* Begin *

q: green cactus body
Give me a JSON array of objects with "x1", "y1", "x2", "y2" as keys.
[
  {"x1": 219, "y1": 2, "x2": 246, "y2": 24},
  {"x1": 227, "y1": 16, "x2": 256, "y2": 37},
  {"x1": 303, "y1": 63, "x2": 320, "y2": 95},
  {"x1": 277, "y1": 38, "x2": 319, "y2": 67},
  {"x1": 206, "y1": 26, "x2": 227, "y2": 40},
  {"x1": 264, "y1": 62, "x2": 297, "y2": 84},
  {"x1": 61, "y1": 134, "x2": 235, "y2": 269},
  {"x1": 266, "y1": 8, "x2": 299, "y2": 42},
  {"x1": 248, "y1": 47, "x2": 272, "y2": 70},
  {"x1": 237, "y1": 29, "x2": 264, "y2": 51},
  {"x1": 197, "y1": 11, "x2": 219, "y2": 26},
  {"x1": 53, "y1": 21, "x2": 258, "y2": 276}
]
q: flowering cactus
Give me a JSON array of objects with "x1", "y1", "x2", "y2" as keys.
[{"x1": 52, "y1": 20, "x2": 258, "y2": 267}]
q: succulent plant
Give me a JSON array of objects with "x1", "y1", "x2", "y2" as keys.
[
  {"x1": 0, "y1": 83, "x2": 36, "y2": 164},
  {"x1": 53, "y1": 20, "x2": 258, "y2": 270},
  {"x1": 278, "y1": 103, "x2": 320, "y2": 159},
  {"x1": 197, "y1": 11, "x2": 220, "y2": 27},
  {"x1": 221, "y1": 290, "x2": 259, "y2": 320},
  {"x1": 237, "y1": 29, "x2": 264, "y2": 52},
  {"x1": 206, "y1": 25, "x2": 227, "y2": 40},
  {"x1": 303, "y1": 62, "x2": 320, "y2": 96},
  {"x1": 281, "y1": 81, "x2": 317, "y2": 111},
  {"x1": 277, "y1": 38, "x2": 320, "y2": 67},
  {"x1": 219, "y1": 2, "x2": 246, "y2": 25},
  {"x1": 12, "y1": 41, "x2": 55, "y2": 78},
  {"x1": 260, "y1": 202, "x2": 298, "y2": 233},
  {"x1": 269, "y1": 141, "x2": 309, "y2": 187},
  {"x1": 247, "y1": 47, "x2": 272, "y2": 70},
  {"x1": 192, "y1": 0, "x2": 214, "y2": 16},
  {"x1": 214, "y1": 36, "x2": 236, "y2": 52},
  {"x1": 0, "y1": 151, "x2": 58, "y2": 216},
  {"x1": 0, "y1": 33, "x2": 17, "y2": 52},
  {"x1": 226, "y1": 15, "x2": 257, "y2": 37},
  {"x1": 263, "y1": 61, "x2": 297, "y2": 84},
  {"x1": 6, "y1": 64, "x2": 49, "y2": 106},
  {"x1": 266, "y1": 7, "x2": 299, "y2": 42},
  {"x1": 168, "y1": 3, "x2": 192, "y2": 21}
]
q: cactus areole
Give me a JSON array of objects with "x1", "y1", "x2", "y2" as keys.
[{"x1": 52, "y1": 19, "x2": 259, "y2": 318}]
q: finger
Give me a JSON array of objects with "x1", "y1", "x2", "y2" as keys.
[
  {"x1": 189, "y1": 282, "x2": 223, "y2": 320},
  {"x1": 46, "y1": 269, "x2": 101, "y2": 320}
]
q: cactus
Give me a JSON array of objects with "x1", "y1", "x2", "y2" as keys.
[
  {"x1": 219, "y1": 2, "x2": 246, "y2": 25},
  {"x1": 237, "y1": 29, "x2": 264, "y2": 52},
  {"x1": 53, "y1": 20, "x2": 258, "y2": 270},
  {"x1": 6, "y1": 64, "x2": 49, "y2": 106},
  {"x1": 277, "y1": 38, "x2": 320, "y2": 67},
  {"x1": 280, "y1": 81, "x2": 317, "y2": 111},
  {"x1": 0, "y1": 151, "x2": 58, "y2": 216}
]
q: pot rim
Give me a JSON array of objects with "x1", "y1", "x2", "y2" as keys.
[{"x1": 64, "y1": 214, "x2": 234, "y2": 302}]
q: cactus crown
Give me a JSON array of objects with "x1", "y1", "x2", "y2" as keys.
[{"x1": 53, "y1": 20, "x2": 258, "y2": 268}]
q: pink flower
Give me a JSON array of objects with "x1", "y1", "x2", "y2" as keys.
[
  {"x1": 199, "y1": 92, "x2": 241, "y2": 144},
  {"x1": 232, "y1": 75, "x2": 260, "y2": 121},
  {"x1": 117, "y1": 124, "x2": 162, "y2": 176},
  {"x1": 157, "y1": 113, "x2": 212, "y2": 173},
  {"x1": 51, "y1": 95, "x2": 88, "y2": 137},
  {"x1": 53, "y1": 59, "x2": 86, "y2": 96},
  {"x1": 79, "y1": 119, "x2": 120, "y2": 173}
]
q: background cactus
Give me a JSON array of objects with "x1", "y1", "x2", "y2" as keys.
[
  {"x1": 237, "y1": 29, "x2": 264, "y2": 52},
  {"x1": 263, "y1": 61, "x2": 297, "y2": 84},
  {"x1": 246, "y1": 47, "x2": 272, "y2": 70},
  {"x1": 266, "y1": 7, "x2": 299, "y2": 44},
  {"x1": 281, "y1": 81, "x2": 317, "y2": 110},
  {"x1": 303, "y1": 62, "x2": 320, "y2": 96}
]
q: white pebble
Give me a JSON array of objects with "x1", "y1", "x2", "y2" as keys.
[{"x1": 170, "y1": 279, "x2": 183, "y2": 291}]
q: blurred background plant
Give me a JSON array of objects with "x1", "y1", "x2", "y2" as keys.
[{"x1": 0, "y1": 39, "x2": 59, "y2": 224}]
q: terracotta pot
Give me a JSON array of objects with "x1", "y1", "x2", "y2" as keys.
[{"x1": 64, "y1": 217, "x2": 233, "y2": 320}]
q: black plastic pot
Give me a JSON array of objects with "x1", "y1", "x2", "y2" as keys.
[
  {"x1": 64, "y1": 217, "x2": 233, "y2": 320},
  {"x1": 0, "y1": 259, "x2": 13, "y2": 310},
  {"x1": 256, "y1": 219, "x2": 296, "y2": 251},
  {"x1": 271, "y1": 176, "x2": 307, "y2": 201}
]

* End *

Task requirements: Output every line of the material above as a JSON array of strings, one string per line, skipping any blank lines.

Task result:
[
  "q: green cactus body",
  "Give me a JSON array of objects with \"x1\", \"y1\", \"x2\", \"y2\" as keys.",
  "[",
  "  {\"x1\": 219, \"y1\": 2, \"x2\": 246, \"y2\": 24},",
  "  {\"x1\": 227, \"y1\": 16, \"x2\": 256, \"y2\": 37},",
  "  {\"x1\": 303, \"y1\": 63, \"x2\": 320, \"y2\": 95},",
  "  {\"x1\": 277, \"y1\": 38, \"x2\": 319, \"y2\": 67},",
  "  {\"x1\": 206, \"y1\": 26, \"x2\": 227, \"y2\": 40},",
  "  {\"x1\": 264, \"y1\": 62, \"x2\": 297, \"y2\": 84},",
  "  {\"x1\": 61, \"y1\": 134, \"x2\": 235, \"y2\": 269},",
  "  {\"x1\": 266, \"y1\": 8, \"x2\": 299, \"y2\": 42},",
  "  {\"x1\": 248, \"y1\": 47, \"x2\": 272, \"y2\": 70},",
  "  {\"x1\": 237, \"y1\": 29, \"x2\": 264, \"y2\": 51},",
  "  {\"x1\": 197, \"y1\": 11, \"x2\": 219, \"y2\": 26},",
  "  {\"x1\": 53, \"y1\": 21, \"x2\": 258, \"y2\": 276}",
  "]",
  "q: flowering cactus",
  "Give me a JSON array of objects with \"x1\", \"y1\", \"x2\", \"y2\" as keys.",
  "[{\"x1\": 52, \"y1\": 20, \"x2\": 258, \"y2\": 267}]",
  "q: succulent plant",
  "Give me a JSON array of objects with \"x1\", \"y1\", \"x2\", \"y2\" as keys.",
  "[",
  "  {\"x1\": 0, \"y1\": 83, \"x2\": 36, \"y2\": 164},",
  "  {\"x1\": 53, \"y1\": 20, \"x2\": 258, \"y2\": 270},",
  "  {\"x1\": 278, \"y1\": 103, \"x2\": 320, \"y2\": 159},",
  "  {\"x1\": 197, \"y1\": 11, \"x2\": 220, \"y2\": 27},",
  "  {\"x1\": 221, \"y1\": 290, \"x2\": 259, \"y2\": 320},",
  "  {\"x1\": 237, \"y1\": 29, \"x2\": 264, \"y2\": 52},",
  "  {\"x1\": 206, \"y1\": 25, \"x2\": 227, \"y2\": 40},",
  "  {\"x1\": 303, \"y1\": 62, \"x2\": 320, \"y2\": 96},",
  "  {\"x1\": 281, \"y1\": 81, \"x2\": 317, \"y2\": 111},",
  "  {\"x1\": 277, \"y1\": 38, \"x2\": 320, \"y2\": 67},",
  "  {\"x1\": 219, \"y1\": 2, \"x2\": 246, \"y2\": 25},",
  "  {\"x1\": 12, \"y1\": 41, \"x2\": 55, \"y2\": 78},",
  "  {\"x1\": 260, \"y1\": 202, \"x2\": 298, \"y2\": 233},",
  "  {\"x1\": 269, \"y1\": 141, \"x2\": 309, \"y2\": 187},",
  "  {\"x1\": 247, \"y1\": 47, \"x2\": 272, \"y2\": 70},",
  "  {\"x1\": 192, \"y1\": 0, \"x2\": 214, \"y2\": 16},",
  "  {\"x1\": 214, \"y1\": 36, \"x2\": 236, \"y2\": 52},",
  "  {\"x1\": 0, \"y1\": 151, \"x2\": 58, \"y2\": 216},",
  "  {\"x1\": 0, \"y1\": 33, \"x2\": 17, \"y2\": 52},",
  "  {\"x1\": 226, \"y1\": 15, \"x2\": 257, \"y2\": 37},",
  "  {\"x1\": 263, \"y1\": 61, \"x2\": 297, \"y2\": 84},",
  "  {\"x1\": 6, \"y1\": 64, \"x2\": 49, \"y2\": 106},",
  "  {\"x1\": 266, \"y1\": 7, \"x2\": 299, \"y2\": 42},",
  "  {\"x1\": 168, \"y1\": 3, \"x2\": 192, \"y2\": 21}",
  "]",
  "q: cactus areole",
  "Give me a JSON array of objects with \"x1\", \"y1\", \"x2\", \"y2\" as keys.",
  "[{\"x1\": 52, \"y1\": 19, \"x2\": 259, \"y2\": 318}]",
  "q: finger",
  "Give me a JSON array of objects with \"x1\", \"y1\", \"x2\", \"y2\" as keys.",
  "[",
  "  {\"x1\": 189, \"y1\": 282, \"x2\": 223, \"y2\": 320},",
  "  {\"x1\": 46, \"y1\": 269, \"x2\": 101, \"y2\": 320}",
  "]",
  "q: cactus",
  "Give me a JSON array of objects with \"x1\", \"y1\", \"x2\", \"y2\" as keys.",
  "[",
  "  {\"x1\": 219, \"y1\": 2, \"x2\": 246, \"y2\": 25},",
  "  {\"x1\": 237, \"y1\": 29, \"x2\": 264, \"y2\": 52},",
  "  {\"x1\": 53, \"y1\": 20, \"x2\": 258, \"y2\": 270},",
  "  {\"x1\": 6, \"y1\": 64, \"x2\": 49, \"y2\": 106},",
  "  {\"x1\": 277, \"y1\": 38, \"x2\": 320, \"y2\": 67},",
  "  {\"x1\": 280, \"y1\": 81, \"x2\": 317, \"y2\": 111},",
  "  {\"x1\": 0, \"y1\": 151, \"x2\": 58, \"y2\": 216}",
  "]",
  "q: pot rim",
  "Give me a JSON array of objects with \"x1\", \"y1\", \"x2\", \"y2\" as keys.",
  "[{\"x1\": 64, \"y1\": 214, \"x2\": 234, \"y2\": 302}]",
  "q: cactus crown",
  "Give me a JSON array of objects with \"x1\", \"y1\", \"x2\", \"y2\" as keys.",
  "[{\"x1\": 53, \"y1\": 20, \"x2\": 258, \"y2\": 268}]",
  "q: pink flower",
  "Give me a JSON array of objects with \"x1\", \"y1\", \"x2\", \"y2\" as keys.",
  "[",
  "  {\"x1\": 199, \"y1\": 92, \"x2\": 241, \"y2\": 144},",
  "  {\"x1\": 232, \"y1\": 75, \"x2\": 260, \"y2\": 121},",
  "  {\"x1\": 117, \"y1\": 124, \"x2\": 162, \"y2\": 176},",
  "  {\"x1\": 157, \"y1\": 113, \"x2\": 212, \"y2\": 173},",
  "  {\"x1\": 51, \"y1\": 95, \"x2\": 88, \"y2\": 137},",
  "  {\"x1\": 53, \"y1\": 59, \"x2\": 86, \"y2\": 96},",
  "  {\"x1\": 79, \"y1\": 119, \"x2\": 120, \"y2\": 173}",
  "]",
  "q: background cactus",
  "Give me a JSON array of objects with \"x1\", \"y1\", \"x2\", \"y2\" as keys.",
  "[",
  "  {\"x1\": 237, \"y1\": 29, \"x2\": 264, \"y2\": 52},",
  "  {\"x1\": 263, \"y1\": 61, \"x2\": 297, \"y2\": 84},",
  "  {\"x1\": 246, \"y1\": 47, \"x2\": 272, \"y2\": 70},",
  "  {\"x1\": 266, \"y1\": 7, \"x2\": 299, \"y2\": 44},",
  "  {\"x1\": 281, \"y1\": 81, \"x2\": 317, \"y2\": 110},",
  "  {\"x1\": 303, \"y1\": 62, \"x2\": 320, \"y2\": 96}",
  "]",
  "q: white pebble",
  "Give me a JSON array of objects with \"x1\", \"y1\", \"x2\", \"y2\" as keys.",
  "[{\"x1\": 170, \"y1\": 279, \"x2\": 183, \"y2\": 291}]",
  "q: blurred background plant",
  "Give me a JSON array of objects with \"x1\", \"y1\", \"x2\", \"y2\" as keys.",
  "[{\"x1\": 0, \"y1\": 39, \"x2\": 59, \"y2\": 224}]",
  "q: terracotta pot",
  "Give me a JSON array of objects with \"x1\", \"y1\", \"x2\", \"y2\" as keys.",
  "[{\"x1\": 64, \"y1\": 217, \"x2\": 233, \"y2\": 320}]",
  "q: black plastic pot",
  "Give me a JSON array of objects with \"x1\", \"y1\", \"x2\", \"y2\" as keys.",
  "[",
  "  {\"x1\": 64, \"y1\": 217, \"x2\": 233, \"y2\": 320},",
  "  {\"x1\": 0, \"y1\": 259, \"x2\": 13, \"y2\": 310},",
  "  {\"x1\": 256, \"y1\": 219, \"x2\": 296, \"y2\": 251},",
  "  {\"x1\": 271, \"y1\": 176, \"x2\": 307, \"y2\": 201}",
  "]"
]